─── DATA FOR PROCESSING
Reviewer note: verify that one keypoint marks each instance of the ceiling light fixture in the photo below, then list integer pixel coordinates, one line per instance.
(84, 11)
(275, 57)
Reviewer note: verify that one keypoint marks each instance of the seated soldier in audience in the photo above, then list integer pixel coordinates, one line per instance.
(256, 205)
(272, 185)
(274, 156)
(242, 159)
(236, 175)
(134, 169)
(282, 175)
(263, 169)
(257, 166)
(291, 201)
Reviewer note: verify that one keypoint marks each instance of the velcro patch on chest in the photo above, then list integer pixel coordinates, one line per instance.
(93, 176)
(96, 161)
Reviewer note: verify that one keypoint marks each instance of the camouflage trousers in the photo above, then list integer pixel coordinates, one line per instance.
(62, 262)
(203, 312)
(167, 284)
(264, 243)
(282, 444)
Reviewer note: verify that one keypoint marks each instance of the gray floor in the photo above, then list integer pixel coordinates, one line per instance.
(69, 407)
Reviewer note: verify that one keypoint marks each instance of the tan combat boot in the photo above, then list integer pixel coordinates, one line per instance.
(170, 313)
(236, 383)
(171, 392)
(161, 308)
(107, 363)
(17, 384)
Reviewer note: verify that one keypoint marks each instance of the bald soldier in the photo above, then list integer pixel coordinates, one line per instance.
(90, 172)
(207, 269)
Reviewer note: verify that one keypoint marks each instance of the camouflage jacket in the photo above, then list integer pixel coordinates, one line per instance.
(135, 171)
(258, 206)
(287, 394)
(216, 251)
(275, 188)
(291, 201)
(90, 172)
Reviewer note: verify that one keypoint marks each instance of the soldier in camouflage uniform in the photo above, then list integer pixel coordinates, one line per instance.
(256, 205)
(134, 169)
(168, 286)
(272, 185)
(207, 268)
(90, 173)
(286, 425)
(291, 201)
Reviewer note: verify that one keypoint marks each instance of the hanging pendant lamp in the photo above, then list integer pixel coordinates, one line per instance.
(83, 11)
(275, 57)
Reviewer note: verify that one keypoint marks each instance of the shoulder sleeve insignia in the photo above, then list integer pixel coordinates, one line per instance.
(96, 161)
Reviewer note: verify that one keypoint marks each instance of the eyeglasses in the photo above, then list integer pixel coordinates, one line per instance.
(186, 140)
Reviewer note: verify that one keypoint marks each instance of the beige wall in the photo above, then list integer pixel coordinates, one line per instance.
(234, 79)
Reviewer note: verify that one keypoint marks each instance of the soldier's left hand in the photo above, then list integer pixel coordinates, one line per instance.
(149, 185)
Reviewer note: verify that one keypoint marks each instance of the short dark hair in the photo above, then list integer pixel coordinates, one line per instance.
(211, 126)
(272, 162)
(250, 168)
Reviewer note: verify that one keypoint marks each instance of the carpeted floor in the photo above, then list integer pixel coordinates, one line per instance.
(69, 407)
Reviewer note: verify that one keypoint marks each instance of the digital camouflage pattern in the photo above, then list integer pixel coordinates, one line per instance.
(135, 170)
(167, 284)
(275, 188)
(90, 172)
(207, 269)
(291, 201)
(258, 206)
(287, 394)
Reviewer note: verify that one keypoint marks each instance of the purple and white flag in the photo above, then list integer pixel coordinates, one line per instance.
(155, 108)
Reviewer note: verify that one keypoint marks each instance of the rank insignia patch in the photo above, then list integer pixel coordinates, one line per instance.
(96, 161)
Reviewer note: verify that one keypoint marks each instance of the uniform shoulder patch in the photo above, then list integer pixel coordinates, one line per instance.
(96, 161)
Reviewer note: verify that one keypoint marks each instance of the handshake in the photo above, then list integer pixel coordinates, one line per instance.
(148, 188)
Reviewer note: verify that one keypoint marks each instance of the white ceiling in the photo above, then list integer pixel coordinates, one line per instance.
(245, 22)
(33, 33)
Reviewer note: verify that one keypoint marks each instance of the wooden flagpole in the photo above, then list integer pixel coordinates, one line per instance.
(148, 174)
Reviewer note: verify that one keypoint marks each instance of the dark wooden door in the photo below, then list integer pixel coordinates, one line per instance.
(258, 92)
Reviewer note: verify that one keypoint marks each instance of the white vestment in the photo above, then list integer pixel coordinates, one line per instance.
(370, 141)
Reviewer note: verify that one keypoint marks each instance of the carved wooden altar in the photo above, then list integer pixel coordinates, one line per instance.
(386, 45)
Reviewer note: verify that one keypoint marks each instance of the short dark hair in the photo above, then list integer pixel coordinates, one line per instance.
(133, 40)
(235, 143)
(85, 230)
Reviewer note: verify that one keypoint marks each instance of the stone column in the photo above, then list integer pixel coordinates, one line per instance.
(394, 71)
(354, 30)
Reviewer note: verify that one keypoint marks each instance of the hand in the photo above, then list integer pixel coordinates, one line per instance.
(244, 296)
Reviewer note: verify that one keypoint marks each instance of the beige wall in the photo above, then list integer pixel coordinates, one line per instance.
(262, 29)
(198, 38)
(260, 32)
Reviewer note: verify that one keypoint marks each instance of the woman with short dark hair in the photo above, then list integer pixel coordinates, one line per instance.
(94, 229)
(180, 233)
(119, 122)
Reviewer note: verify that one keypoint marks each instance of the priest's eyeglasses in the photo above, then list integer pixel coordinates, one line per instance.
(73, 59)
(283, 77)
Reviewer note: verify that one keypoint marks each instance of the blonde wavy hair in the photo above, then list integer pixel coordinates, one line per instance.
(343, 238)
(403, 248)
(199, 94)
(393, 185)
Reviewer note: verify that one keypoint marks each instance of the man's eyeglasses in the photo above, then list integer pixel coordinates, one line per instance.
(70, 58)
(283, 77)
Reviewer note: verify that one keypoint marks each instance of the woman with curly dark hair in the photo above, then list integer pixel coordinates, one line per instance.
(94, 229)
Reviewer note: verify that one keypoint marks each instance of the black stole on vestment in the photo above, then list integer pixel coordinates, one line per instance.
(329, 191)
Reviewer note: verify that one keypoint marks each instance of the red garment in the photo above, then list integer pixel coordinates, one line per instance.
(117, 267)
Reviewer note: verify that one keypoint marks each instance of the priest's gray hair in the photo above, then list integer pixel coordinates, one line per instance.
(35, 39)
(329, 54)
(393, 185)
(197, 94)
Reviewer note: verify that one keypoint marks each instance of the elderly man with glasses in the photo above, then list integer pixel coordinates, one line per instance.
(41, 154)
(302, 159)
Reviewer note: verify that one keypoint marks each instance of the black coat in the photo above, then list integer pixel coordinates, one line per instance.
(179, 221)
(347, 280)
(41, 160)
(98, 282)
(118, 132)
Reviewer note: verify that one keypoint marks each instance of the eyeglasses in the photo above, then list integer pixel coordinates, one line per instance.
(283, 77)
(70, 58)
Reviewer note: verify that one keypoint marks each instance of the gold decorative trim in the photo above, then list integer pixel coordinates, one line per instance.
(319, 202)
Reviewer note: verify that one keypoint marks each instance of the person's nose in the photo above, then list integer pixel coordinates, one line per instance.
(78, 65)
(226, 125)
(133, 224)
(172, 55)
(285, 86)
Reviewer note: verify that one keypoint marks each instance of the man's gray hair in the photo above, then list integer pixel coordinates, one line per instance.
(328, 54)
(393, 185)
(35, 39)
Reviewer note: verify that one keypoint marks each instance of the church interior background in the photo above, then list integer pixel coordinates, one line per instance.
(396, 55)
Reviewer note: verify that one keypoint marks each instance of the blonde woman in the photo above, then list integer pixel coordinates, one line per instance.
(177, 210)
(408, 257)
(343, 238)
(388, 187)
──────
- CHALLENGE
Reproduce only the lines running from the one that contains "the man's gray" to the last line of the records.

- PROBLEM SOLUTION
Reviewer note: verify that one keypoint marks each instance of the man's gray hair in the photo above, then list integer pixel coordinates, one line per instance.
(328, 54)
(393, 185)
(35, 39)
Reviewer note: verify that one keypoint marks each instance of the church interior background in the photo above, then list integer pixel coordinates, one line per instance.
(396, 55)
Reviewer note: verify that one keypoint marks each instance of the blonde woman in the photo above, then list integer pixel coordinates, one line per instance.
(177, 210)
(408, 257)
(343, 238)
(388, 187)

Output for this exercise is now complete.